(Short problem):
Copy out the stretch from the line containing "Target: doorway" through the end of the records, word for word, and reproduce nothing else.

(Material provided):
* Start *
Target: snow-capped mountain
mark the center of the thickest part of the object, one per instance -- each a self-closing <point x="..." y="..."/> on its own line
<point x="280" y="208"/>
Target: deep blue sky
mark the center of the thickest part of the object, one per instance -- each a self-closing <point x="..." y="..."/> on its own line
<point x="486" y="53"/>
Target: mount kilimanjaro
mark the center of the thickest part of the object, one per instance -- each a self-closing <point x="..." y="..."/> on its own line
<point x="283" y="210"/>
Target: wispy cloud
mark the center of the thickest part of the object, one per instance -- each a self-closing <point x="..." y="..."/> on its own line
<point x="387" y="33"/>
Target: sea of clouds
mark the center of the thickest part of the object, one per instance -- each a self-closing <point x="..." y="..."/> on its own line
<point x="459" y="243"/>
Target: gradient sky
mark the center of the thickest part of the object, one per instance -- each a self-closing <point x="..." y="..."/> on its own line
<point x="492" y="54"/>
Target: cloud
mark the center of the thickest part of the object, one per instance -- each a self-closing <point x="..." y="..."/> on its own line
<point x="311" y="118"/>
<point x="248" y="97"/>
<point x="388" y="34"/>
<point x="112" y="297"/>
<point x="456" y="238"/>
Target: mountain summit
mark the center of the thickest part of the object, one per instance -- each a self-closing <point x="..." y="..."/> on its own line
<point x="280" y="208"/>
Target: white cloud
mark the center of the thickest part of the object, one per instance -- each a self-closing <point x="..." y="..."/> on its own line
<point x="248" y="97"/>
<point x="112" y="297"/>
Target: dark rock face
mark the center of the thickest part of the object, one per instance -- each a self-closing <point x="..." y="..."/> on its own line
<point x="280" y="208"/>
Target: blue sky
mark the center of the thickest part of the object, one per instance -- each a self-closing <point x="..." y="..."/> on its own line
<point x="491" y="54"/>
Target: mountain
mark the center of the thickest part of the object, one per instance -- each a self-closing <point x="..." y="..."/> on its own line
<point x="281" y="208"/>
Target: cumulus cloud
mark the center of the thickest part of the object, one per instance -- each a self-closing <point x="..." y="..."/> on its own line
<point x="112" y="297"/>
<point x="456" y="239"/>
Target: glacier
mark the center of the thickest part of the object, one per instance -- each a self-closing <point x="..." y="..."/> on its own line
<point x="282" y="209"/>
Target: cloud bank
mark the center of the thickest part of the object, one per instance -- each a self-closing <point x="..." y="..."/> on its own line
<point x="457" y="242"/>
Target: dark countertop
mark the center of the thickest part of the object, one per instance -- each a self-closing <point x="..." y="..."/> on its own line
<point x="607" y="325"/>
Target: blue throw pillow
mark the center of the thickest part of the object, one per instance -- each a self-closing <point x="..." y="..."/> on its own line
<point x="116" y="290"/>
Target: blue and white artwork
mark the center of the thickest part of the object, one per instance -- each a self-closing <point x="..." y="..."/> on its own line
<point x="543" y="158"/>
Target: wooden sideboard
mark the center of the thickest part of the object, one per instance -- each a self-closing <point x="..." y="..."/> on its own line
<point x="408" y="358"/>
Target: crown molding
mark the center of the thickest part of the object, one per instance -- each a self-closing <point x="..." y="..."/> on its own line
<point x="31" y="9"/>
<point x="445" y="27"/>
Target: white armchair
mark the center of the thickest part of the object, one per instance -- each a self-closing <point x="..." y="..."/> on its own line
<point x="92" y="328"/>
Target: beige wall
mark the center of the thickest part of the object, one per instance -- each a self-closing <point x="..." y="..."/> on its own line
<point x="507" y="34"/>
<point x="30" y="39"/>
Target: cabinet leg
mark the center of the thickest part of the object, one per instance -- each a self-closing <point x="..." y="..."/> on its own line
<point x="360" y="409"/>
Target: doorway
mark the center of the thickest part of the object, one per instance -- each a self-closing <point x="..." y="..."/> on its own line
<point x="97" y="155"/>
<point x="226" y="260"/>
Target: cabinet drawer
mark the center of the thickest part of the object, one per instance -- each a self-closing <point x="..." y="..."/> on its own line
* End *
(Output of the exercise):
Target: doorway
mark the center of the thickest part of the object, one per instance -- each a self-closing <point x="..." y="..."/> on its own line
<point x="97" y="155"/>
<point x="226" y="260"/>
Target: cabinet drawer
mark the center of the thickest part of the object, one per instance -- each a self-closing <point x="..." y="..."/> on its own line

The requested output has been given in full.